Excerpt Block Start

To: Lakeshark
“The modifier natural born is not used anywhere else in the Constitution...”
Which would indicate it has a very special and significant meaning.....
5 posted on
09/03/2013 10:24:14 AM PDT by
nesnah
To: nesnah
Exactly ... are there not decisions on record that say EVERY word in the Constitution has meaning and those words are not to be dismissed lightly?
11 posted on
09/03/2013 10:26:40 AM PDT by
NonValueAdded
(Henceforth, the Office of the President shall be known as IMPOTUS)
To: nesnah
AS the article explains, you won’t find it defined ANYWHERE, only barely hinted at.
12 posted on
09/03/2013 10:27:21 AM PDT by
Lakeshark
(KILL THE BILL! CALL. FAX. WRITE.)
To: nesnah
“Which would indicate it has a very special and significant meaning .... “
It does have such meaning, but explaining and debating it seems pointless. I do not know where Barack Hussein Obama was born, but do know that his father, if that be the claimed Kenyan native, was not ever a citizen of the U.S.A.
54 posted on
09/03/2013 11:11:54 AM PDT by
Elsiejay
To: nesnah; Lakeshark
The modifier natural born is not used anywhere else in the Constitution...
Which would indicate it has a very special and significant meaning.....

Excerpt Block End

▶ [What is needed]: Set down the whole forum thread above about the phrase "natural born" word for word.

Data extracts Block Start

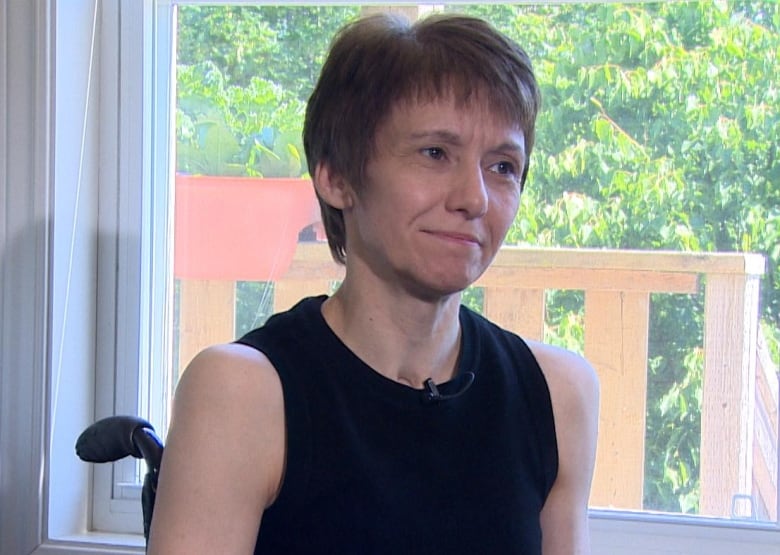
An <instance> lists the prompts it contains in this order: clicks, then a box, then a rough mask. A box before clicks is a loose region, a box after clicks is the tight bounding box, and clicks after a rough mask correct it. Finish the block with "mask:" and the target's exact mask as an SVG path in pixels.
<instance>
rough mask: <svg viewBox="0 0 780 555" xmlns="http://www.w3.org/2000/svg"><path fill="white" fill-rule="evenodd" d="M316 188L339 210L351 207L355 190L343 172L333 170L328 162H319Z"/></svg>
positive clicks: (316, 169) (323, 200) (341, 209)
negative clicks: (343, 173) (340, 172)
mask: <svg viewBox="0 0 780 555" xmlns="http://www.w3.org/2000/svg"><path fill="white" fill-rule="evenodd" d="M313 181H314V189H315V191H317V194H318V195H319V197H320V198H321V199H322V200H323V201H325V203H327V204H328V205H330V206H332V207H333V208H338V209H339V210H344V209H346V208H351V207H352V206H353V204H354V195H355V193H354V191H353V189H352V187H351V186H350V184H349V183H348V182H347V180H346V179H344V178H343V177H342V176H341V174H338V173H335V172H334V171H332V169H331V167H330V165H329V164H328V163H327V162H319V163H318V164H317V167H316V168H315V170H314V179H313Z"/></svg>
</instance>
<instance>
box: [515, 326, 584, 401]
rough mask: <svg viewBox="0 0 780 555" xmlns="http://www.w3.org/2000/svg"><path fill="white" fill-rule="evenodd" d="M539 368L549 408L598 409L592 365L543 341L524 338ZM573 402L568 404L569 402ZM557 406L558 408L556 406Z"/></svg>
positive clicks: (575, 356) (573, 355)
mask: <svg viewBox="0 0 780 555" xmlns="http://www.w3.org/2000/svg"><path fill="white" fill-rule="evenodd" d="M526 343H527V344H528V347H529V348H530V349H531V352H532V353H533V354H534V357H536V360H537V362H538V363H539V366H540V367H541V369H542V373H543V374H544V377H545V379H546V380H547V385H548V387H549V388H550V395H551V397H552V401H553V408H554V409H556V408H557V409H559V410H557V411H556V412H561V411H560V409H562V408H564V407H563V406H561V405H564V406H565V407H568V408H571V409H574V410H576V409H578V408H579V409H581V410H585V411H586V412H597V411H598V400H599V380H598V376H597V375H596V371H595V370H594V369H593V366H591V364H590V363H589V362H588V361H587V360H585V358H583V357H582V356H580V355H578V354H576V353H574V352H572V351H568V350H566V349H563V348H561V347H556V346H554V345H549V344H547V343H541V342H538V341H530V340H526ZM572 404H573V405H574V406H571V407H569V405H572ZM556 405H558V407H556Z"/></svg>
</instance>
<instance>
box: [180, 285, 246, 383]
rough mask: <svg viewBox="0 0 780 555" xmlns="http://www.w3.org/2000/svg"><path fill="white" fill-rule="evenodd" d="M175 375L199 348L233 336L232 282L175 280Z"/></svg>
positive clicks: (234, 297) (224, 339) (224, 340)
mask: <svg viewBox="0 0 780 555" xmlns="http://www.w3.org/2000/svg"><path fill="white" fill-rule="evenodd" d="M179 295H180V298H179V368H178V375H177V376H175V379H174V383H176V382H177V381H178V377H179V376H181V373H182V372H183V371H184V369H185V368H186V367H187V365H188V364H189V363H190V361H191V360H192V359H193V357H194V356H195V355H196V354H198V352H200V351H201V350H202V349H204V348H205V347H208V346H209V345H215V344H217V343H227V342H229V341H233V340H234V339H235V337H234V334H235V315H236V283H235V282H234V281H215V280H199V279H181V280H179Z"/></svg>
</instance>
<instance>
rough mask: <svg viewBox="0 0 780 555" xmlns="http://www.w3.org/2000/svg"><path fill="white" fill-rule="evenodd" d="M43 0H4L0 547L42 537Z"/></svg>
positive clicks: (3, 35)
mask: <svg viewBox="0 0 780 555" xmlns="http://www.w3.org/2000/svg"><path fill="white" fill-rule="evenodd" d="M47 26H48V14H47V8H46V5H45V4H44V3H43V2H33V1H29V2H28V1H26V0H8V1H7V2H2V3H0V207H1V210H2V211H1V212H0V218H2V220H0V223H1V224H2V225H0V246H1V248H2V250H1V251H0V300H1V301H2V303H1V305H0V314H1V317H2V335H1V339H0V341H1V343H0V503H1V504H0V553H8V554H13V553H30V552H31V551H32V550H33V549H34V548H35V547H36V546H37V545H38V544H39V543H40V539H41V537H42V521H41V518H40V515H41V511H42V509H43V501H42V499H43V491H42V488H43V480H42V474H43V463H42V460H43V453H44V448H45V446H44V445H43V444H42V441H41V438H43V437H44V435H45V434H43V433H42V431H43V426H44V396H45V385H46V384H45V379H44V376H45V367H46V358H47V352H46V345H47V337H46V335H45V334H46V330H47V325H46V319H47V314H48V306H47V301H46V299H47V291H46V286H47V280H46V276H47V273H48V268H47V262H46V250H47V237H48V233H47V225H48V217H47V183H48V167H49V164H48V158H49V150H48V145H49V141H48V138H49V132H50V128H49V123H50V122H49V121H48V115H49V110H48V109H47V106H48V103H49V98H48V97H47V94H48V90H49V89H48V82H49V78H50V73H49V72H50V65H49V60H48V59H47V52H46V49H45V48H41V45H43V44H45V40H46V39H45V37H46V36H47Z"/></svg>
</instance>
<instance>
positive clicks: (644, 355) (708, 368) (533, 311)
mask: <svg viewBox="0 0 780 555" xmlns="http://www.w3.org/2000/svg"><path fill="white" fill-rule="evenodd" d="M763 271H764V259H763V257H762V256H761V255H757V254H737V253H709V254H703V253H678V252H652V251H614V250H612V251H610V250H583V249H541V248H517V247H504V248H502V249H501V251H500V252H499V254H498V256H497V257H496V259H495V261H494V263H493V264H492V266H491V267H490V269H489V270H488V271H487V272H486V273H485V274H484V275H483V276H482V278H481V279H480V280H479V281H478V282H477V285H479V286H481V287H483V288H484V307H483V310H484V313H485V315H486V316H487V317H488V318H490V319H492V320H493V321H495V322H496V323H498V324H499V325H501V326H503V327H505V328H507V329H510V330H512V331H515V332H517V333H518V334H520V335H522V336H524V337H528V338H535V339H541V338H543V333H544V321H545V292H546V291H549V290H555V289H572V290H581V291H584V297H585V307H584V318H585V339H584V343H585V346H584V351H585V356H586V357H587V358H588V359H589V360H590V361H591V363H592V364H593V365H594V367H595V368H596V370H597V372H598V375H599V379H600V381H601V390H602V394H601V413H600V428H599V443H598V450H597V463H596V473H595V477H594V484H593V490H592V495H591V505H592V506H594V507H615V508H620V509H641V508H642V499H643V471H644V456H645V445H644V442H645V430H646V426H645V414H646V397H647V357H648V325H649V324H648V322H649V314H650V295H651V294H652V293H685V294H697V293H699V291H700V283H703V284H704V304H705V309H704V310H705V314H704V321H705V329H704V345H703V346H702V347H703V349H704V353H705V354H704V360H705V361H704V379H703V382H704V383H703V394H702V406H701V413H702V424H701V460H700V463H701V464H700V479H701V497H700V511H699V512H700V513H701V514H703V515H712V516H723V517H729V516H732V515H733V513H734V511H735V507H736V506H737V505H735V500H737V501H739V500H743V499H748V500H750V501H751V504H752V507H753V508H752V509H751V514H750V516H754V515H755V512H758V513H759V514H760V515H765V516H766V517H768V518H771V519H777V505H778V502H777V474H778V472H777V466H778V461H777V433H778V432H777V418H778V414H777V403H778V401H777V374H776V371H774V373H773V371H771V370H767V363H766V362H765V363H764V364H763V365H762V366H757V357H758V351H757V344H758V335H759V334H758V314H759V313H758V310H759V296H758V294H759V281H760V277H761V275H762V274H763ZM342 276H343V269H342V268H341V267H339V266H337V265H336V264H335V263H333V262H332V260H331V259H330V254H329V251H328V249H327V246H326V245H324V244H321V243H301V244H299V246H298V250H297V252H296V256H295V260H294V261H293V264H292V266H291V267H290V269H289V271H288V272H287V273H286V274H285V276H284V278H283V279H282V280H280V281H278V282H277V283H276V284H275V295H274V310H283V309H286V308H288V307H289V306H291V305H292V304H293V303H294V302H296V301H297V300H299V299H300V298H301V297H303V296H305V295H311V294H319V293H324V292H327V291H328V290H329V287H330V285H331V284H332V282H333V281H335V280H339V279H341V278H342ZM180 302H181V305H180V307H181V308H180V310H181V317H180V322H181V324H180V329H181V332H180V342H179V345H180V353H181V356H180V359H181V360H182V361H184V362H186V361H188V360H189V359H190V358H191V356H192V355H194V354H195V353H196V352H197V351H198V350H199V349H201V348H202V347H203V346H205V345H208V344H211V343H215V342H221V341H228V340H231V339H232V338H233V321H234V306H235V302H234V284H233V283H230V282H198V281H186V282H182V283H181V301H180ZM757 368H758V369H759V374H758V375H759V379H758V380H757ZM757 421H759V422H760V424H759V425H757V424H756V422H757ZM737 512H739V511H737Z"/></svg>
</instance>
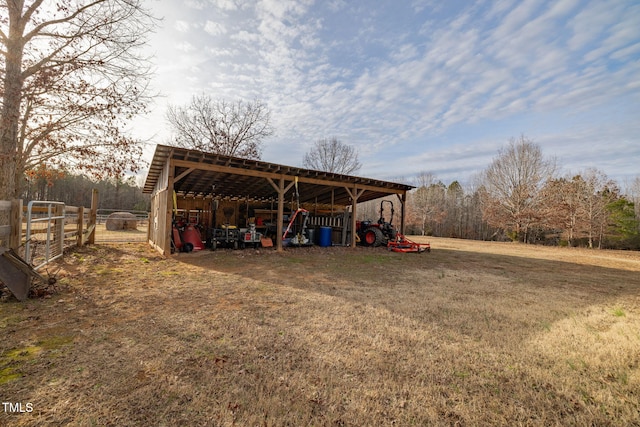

Data extracts Block End

▶ [Task solution]:
To: Lakeshark
“The modifier natural born is not used anywhere else in the Constitution...”
Which would indicate it has a very special and significant meaning.....
5 posted on
09/03/2013 10:24:14 AM PDT by
nesnah
To: nesnah
Exactly ... are there not decisions on record that say EVERY word in the Constitution has meaning and those words are not to be dismissed lightly?
11 posted on
09/03/2013 10:26:40 AM PDT by
NonValueAdded
(Henceforth, the Office of the President shall be known as IMPOTUS)
To: nesnah
AS the article explains, you won’t find it defined ANYWHERE, only barely hinted at.
12 posted on
09/03/2013 10:27:21 AM PDT by
Lakeshark
(KILL THE BILL! CALL. FAX. WRITE.)
To: nesnah
“Which would indicate it has a very special and significant meaning .... “
It does have such meaning, but explaining and debating it seems pointless. I do not know where Barack Hussein Obama was born, but do know that his father, if that be the claimed Kenyan native, was not ever a citizen of the U.S.A.
54 posted on
09/03/2013 11:11:54 AM PDT by
Elsiejay
To: nesnah; Lakeshark
The modifier natural born is not used anywhere else in the Constitution...
Which would indicate it has a very special and significant meaning.....